## DATA SHOWN
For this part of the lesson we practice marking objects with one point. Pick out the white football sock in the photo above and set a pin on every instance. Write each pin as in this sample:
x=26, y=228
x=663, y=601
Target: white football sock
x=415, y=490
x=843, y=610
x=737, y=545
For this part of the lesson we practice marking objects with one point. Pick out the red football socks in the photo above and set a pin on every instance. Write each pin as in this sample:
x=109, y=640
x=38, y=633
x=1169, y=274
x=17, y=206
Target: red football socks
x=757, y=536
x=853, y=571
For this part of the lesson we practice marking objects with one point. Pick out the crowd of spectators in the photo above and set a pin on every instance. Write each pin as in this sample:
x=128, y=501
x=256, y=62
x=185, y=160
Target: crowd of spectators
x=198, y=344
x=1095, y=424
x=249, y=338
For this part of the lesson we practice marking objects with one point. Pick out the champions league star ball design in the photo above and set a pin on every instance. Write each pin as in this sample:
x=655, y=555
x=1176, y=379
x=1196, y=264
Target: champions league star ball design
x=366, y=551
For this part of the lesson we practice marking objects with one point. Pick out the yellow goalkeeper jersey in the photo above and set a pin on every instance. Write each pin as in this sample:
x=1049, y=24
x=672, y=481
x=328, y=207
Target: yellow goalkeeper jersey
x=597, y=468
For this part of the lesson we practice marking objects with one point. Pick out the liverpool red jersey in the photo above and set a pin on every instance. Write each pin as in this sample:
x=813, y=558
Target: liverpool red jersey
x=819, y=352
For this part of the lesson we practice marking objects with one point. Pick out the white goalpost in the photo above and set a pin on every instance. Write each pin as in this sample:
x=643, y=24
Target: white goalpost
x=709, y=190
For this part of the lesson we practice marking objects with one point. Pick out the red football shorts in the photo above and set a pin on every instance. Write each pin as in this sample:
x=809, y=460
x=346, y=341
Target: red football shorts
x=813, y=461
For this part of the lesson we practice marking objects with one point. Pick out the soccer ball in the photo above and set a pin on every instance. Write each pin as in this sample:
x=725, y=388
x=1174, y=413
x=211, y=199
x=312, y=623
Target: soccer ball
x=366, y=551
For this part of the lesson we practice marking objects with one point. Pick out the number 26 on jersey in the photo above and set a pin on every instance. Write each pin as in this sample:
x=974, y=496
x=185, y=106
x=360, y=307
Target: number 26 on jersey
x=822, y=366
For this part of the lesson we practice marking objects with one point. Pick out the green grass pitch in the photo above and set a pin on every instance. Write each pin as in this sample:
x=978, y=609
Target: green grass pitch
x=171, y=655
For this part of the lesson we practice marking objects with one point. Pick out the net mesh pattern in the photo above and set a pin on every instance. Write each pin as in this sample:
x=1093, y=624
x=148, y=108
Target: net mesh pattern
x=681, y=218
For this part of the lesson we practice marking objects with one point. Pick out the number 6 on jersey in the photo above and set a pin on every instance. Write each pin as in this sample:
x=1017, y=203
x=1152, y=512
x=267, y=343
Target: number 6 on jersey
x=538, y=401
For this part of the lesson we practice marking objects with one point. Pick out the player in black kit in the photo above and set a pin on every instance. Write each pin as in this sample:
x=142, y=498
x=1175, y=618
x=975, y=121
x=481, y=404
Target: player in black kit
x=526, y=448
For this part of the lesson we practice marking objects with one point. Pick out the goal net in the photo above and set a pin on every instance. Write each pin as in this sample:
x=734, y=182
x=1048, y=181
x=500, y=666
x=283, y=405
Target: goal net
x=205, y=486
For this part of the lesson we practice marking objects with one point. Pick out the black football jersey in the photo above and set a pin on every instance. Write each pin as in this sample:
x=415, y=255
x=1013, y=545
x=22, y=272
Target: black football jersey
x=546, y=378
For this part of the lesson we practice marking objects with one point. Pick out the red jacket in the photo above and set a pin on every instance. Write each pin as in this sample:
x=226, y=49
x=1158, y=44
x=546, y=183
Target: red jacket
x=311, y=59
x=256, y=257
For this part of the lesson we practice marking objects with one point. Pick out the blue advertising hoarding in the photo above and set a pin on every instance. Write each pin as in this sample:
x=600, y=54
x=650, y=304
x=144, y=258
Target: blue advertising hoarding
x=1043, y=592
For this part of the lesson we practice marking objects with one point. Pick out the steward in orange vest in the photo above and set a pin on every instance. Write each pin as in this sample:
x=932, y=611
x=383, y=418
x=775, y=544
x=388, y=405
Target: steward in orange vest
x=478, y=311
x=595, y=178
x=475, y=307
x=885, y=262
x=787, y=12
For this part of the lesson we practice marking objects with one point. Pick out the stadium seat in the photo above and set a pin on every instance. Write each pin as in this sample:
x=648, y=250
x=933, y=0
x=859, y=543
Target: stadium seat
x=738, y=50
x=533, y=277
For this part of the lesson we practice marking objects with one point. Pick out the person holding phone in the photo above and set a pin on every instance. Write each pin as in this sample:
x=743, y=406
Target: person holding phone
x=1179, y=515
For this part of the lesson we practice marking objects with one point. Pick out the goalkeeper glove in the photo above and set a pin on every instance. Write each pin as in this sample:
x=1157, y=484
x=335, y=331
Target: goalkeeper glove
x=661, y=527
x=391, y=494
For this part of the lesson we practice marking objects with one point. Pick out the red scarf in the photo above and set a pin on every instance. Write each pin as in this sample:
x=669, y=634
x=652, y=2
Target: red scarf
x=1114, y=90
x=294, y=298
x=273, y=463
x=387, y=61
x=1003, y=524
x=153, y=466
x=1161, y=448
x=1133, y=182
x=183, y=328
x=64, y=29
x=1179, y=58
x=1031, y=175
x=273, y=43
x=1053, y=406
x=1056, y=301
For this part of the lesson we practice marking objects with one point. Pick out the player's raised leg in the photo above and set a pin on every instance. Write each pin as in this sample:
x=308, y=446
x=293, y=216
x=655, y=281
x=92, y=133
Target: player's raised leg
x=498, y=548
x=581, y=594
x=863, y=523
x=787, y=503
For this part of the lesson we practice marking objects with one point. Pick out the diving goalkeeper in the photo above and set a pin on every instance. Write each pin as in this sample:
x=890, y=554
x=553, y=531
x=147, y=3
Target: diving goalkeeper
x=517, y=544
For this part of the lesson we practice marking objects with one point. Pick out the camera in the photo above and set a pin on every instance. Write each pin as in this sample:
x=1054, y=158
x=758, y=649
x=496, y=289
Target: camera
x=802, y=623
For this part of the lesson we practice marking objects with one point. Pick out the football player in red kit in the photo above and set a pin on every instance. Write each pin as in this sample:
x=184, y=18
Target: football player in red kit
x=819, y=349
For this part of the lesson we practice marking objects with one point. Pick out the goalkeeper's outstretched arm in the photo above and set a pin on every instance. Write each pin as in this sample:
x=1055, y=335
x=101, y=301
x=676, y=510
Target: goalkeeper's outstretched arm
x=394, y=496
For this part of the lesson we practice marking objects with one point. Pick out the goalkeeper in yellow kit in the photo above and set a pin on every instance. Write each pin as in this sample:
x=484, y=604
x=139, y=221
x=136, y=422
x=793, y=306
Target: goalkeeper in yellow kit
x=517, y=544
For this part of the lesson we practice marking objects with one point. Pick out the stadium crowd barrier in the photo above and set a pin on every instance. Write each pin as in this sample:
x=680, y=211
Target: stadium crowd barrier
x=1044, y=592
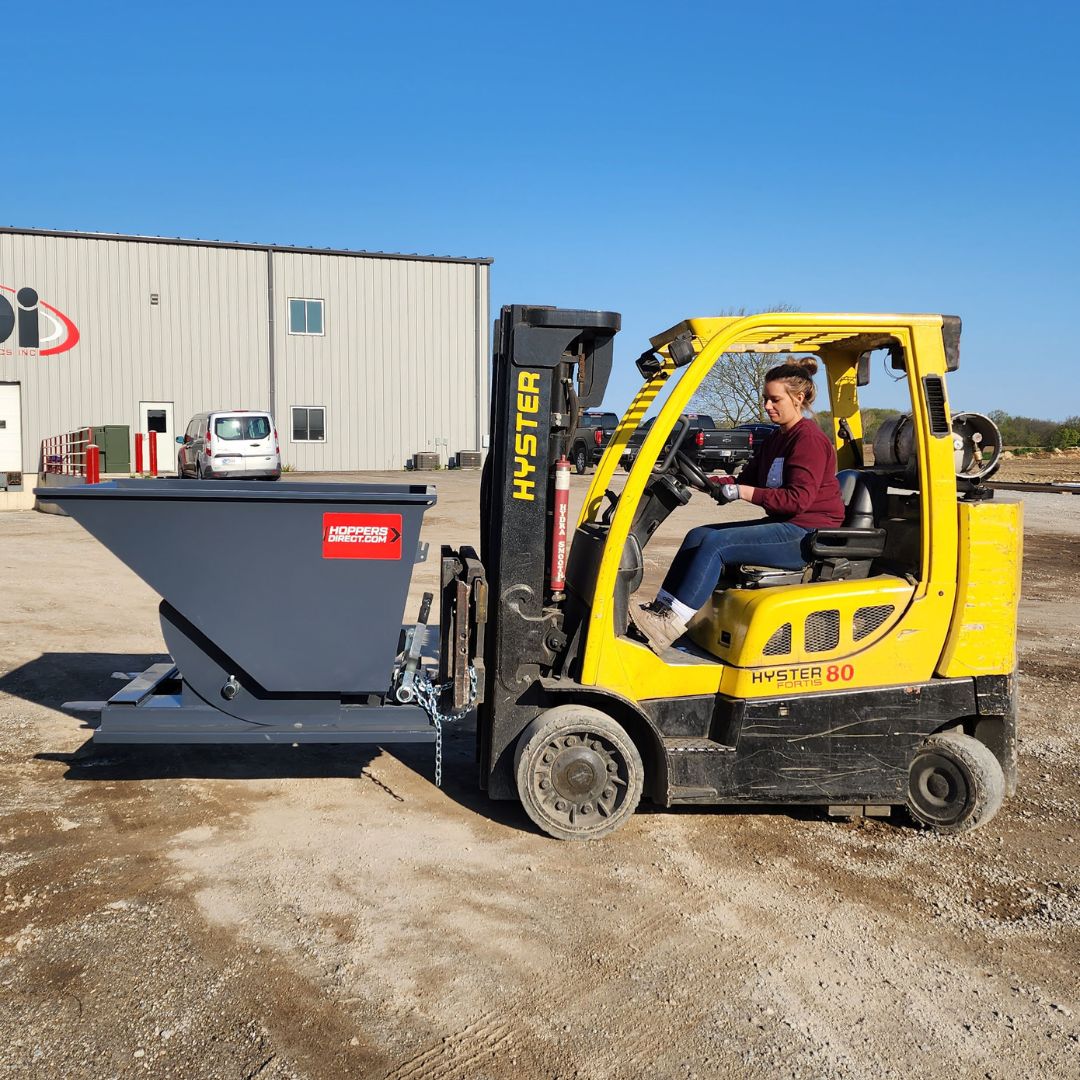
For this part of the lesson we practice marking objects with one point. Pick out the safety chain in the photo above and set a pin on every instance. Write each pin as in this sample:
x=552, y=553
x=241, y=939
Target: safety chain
x=427, y=694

## YOUR INSTRUCTIONS
Write out all of the records above word for word, from the first line to the last, but leave out the pictures.

## RESULT OF THIS TASK
For this part of the lesson we practice marking objects with one point. Pick out the white football sock in the photo above and set a pin on every instance. Write each pin as in this sample:
x=26, y=228
x=663, y=601
Target: white football sock
x=415, y=490
x=843, y=610
x=737, y=545
For this part of the lesson we practice marking objects with one point. Pick out the red football socks in the photo above and set a pin on every instance. Write each pin as in this sample:
x=109, y=640
x=38, y=633
x=1169, y=274
x=17, y=206
Target: red football socks
x=757, y=536
x=853, y=571
For this part of the lesson we practice marking objects with one point. Pick out the crowd of spectators in the photo above and set a pin on every instance. Write each pin as in this sample:
x=128, y=501
x=256, y=62
x=185, y=160
Target: crowd of spectators
x=198, y=344
x=1095, y=424
x=249, y=338
For this part of the lesson we practice marking objects with one point. Pick out the champions league star ball design in the photo above and set a pin on every instance. Write each pin as in this sample:
x=655, y=555
x=1176, y=379
x=1196, y=264
Target: champions league star ball design
x=366, y=551
For this part of the lesson we practice marking objects with one point. Pick out the yellow goalkeeper jersey in the photo above and set a pin on every instance. Write each pin as in this sample:
x=1049, y=24
x=672, y=481
x=328, y=207
Target: yellow goalkeeper jersey
x=597, y=468
For this part of the lesson we practice marking objects with one point. Pick out the liverpool red jersey in the photo above and set a pin on every instance. Write each pin as in this sample:
x=813, y=558
Target: liverpool red jersey
x=819, y=352
For this part of the lesson we practice marking objects with one point. Pick out the white goalpost in the photo above and set a pin on every instance. Write each pin as in this sample:
x=643, y=24
Target: white goalpost
x=709, y=190
For this part of the lesson we practice marking objects with one point. Pick out the red football shorts in the photo above and set a pin on every instance. Write each pin as in this sample:
x=809, y=460
x=346, y=341
Target: red football shorts
x=813, y=461
For this part of the lesson we practice marking objects with one point. Pick out the soccer ball in the photo above and set a pin on every instance. Write each pin as in this sample:
x=725, y=388
x=1174, y=413
x=211, y=199
x=312, y=623
Target: soccer ball
x=366, y=551
For this part of the lesson we practice marking objects with one point. Pick out the number 26 on jersey in the photo above and set a pin on every instance. Write each pin as in this sample:
x=974, y=496
x=185, y=106
x=360, y=307
Target: number 26 on jersey
x=822, y=366
For this part of the lesson we practice marking objects with one point. Pick out the green grass pitch in the photo above and set a pin on every instance. Write each pin as in this sample:
x=978, y=609
Target: green grass pitch
x=171, y=655
For this part of the lesson we practice marking objects with one point. Pick out the net mesh pattern in the photo above and set a pin on every instance. Write each pin as in this sample:
x=1093, y=624
x=148, y=108
Target: net mesh pattern
x=681, y=218
For this part of the lesson we practice marking objects with one point. Pick out the number 6 on jersey in the photo above and set a pin on every instance. Write each pin as in this sample:
x=1017, y=203
x=1152, y=512
x=267, y=343
Target: number 6 on jersey
x=538, y=401
For this part of the lesson we practice marking objects with one point. Pick out the player in black kit in the photo above and set a pin on every instance. Write each pin as in this sample:
x=142, y=498
x=1175, y=618
x=975, y=121
x=481, y=404
Target: player in black kit
x=526, y=448
For this part of the lesson we practice marking objects with one point. Pick out the goal net in the photo above and set a pin on every instance. Write each pin as in this sample:
x=734, y=182
x=1048, y=181
x=500, y=666
x=283, y=405
Target: goal net
x=205, y=486
For this part of the lesson we practice marking objects with one point. Pick out the black football jersey in the photo above and set a pin on every instance. Write each pin as in this sample:
x=415, y=255
x=1013, y=545
x=22, y=272
Target: black football jersey
x=546, y=378
For this part of the lesson we practice marking objects with one point. Pick out the red jacket in the photo above and set a pin on every instance. Write each pin as in this sample:
x=226, y=49
x=1158, y=44
x=546, y=183
Target: red jacket
x=311, y=59
x=256, y=257
For this part of the lesson we practice marking objects with one point. Pick out the blue advertising hoarding in the photo above and set a pin on every instance. Write each pin as in this sample:
x=600, y=54
x=650, y=304
x=144, y=258
Target: blue advertising hoarding
x=1043, y=592
For this part of the lesson we practice marking objects with one point. Pick out the steward in orange vest in the photo above and set a pin on every instance. Write each pin as in this sample:
x=932, y=611
x=383, y=418
x=775, y=544
x=388, y=405
Target: steward in orange vest
x=478, y=311
x=595, y=178
x=475, y=307
x=885, y=262
x=787, y=12
For this part of the lesson we practice marking objects with one point. Pick out the stadium seat in the photo above and set a pin on every instance. Write each pin as in this sample:
x=648, y=250
x=933, y=0
x=859, y=543
Target: stadium seat
x=738, y=50
x=533, y=277
For this part of the lesson we practice marking objects with one point. Pick out the person holding phone in the photo above and set a pin on every instance. Write each pin as in this sample:
x=743, y=406
Target: person holding phone
x=1179, y=515
For this part of the lesson we practice marking objects with one point. Pick out the goalkeeper glove in the photo above and set a pin on every instance. Write each pin as in this sample:
x=1157, y=484
x=335, y=331
Target: goalkeeper glove
x=661, y=527
x=391, y=494
For this part of the lesson we practice marking objects with one point. Pick out the red scarf in the photo above and set a pin on every instance. Write each pin as in this sample:
x=669, y=634
x=652, y=2
Target: red scarf
x=1114, y=90
x=294, y=298
x=273, y=463
x=387, y=61
x=1003, y=524
x=153, y=466
x=1161, y=448
x=1133, y=182
x=183, y=328
x=64, y=29
x=1179, y=58
x=1031, y=175
x=273, y=43
x=1053, y=406
x=1056, y=301
For this part of the lesson we practice marking objects with one point. Pick out the player's raised leg in the photo above and set a pin on every instance. Write each pin as in this sample:
x=308, y=446
x=293, y=216
x=655, y=281
x=92, y=133
Target: player's raised leg
x=498, y=548
x=581, y=594
x=863, y=523
x=787, y=503
For this part of the lesson we practice marking objects with one point. Pick out the diving goalkeeper in the photo above and set a pin on every instance. Write each pin as in this sample:
x=890, y=554
x=553, y=531
x=147, y=3
Target: diving goalkeeper
x=517, y=544
For this part of the lesson we practice marking objects with one point. Pick out the camera in the photo above and set a pin on every instance. Write each pin as in this sample:
x=1054, y=158
x=758, y=649
x=496, y=289
Target: camera
x=802, y=623
For this part of the lesson we practice marking objects with one point. Pick out the football player in red kit in the photo above and set a pin on every instance. Write each pin as in this sample:
x=184, y=18
Target: football player in red kit
x=819, y=349
For this part of the lesson we practice marking objects with one point. Pick out the goalkeeper's outstretched arm in the photo above and set a pin on every instance. Write each pin as in this sample:
x=1055, y=335
x=101, y=301
x=676, y=510
Target: goalkeeper's outstretched arm
x=394, y=496
For this part of the lesson we practice marking objects with one point. Pick out the goalkeeper in yellow kit in the photo above and set a pin on every instance. Write each pin as in this sample:
x=484, y=604
x=139, y=221
x=136, y=422
x=793, y=306
Target: goalkeeper in yellow kit
x=517, y=544
For this part of the lesson we practice marking objects with one point. Pick out the stadium crowd barrier in the photo above and set a pin on every instance. Write each pin as in this sample:
x=680, y=211
Target: stadium crowd barrier
x=1044, y=592
For this part of the lesson we practice marking objects with one point. Pick out the safety chain in the photo above and set a pin on every instance. Write each pin as in this sample:
x=552, y=553
x=241, y=939
Target: safety chain
x=427, y=694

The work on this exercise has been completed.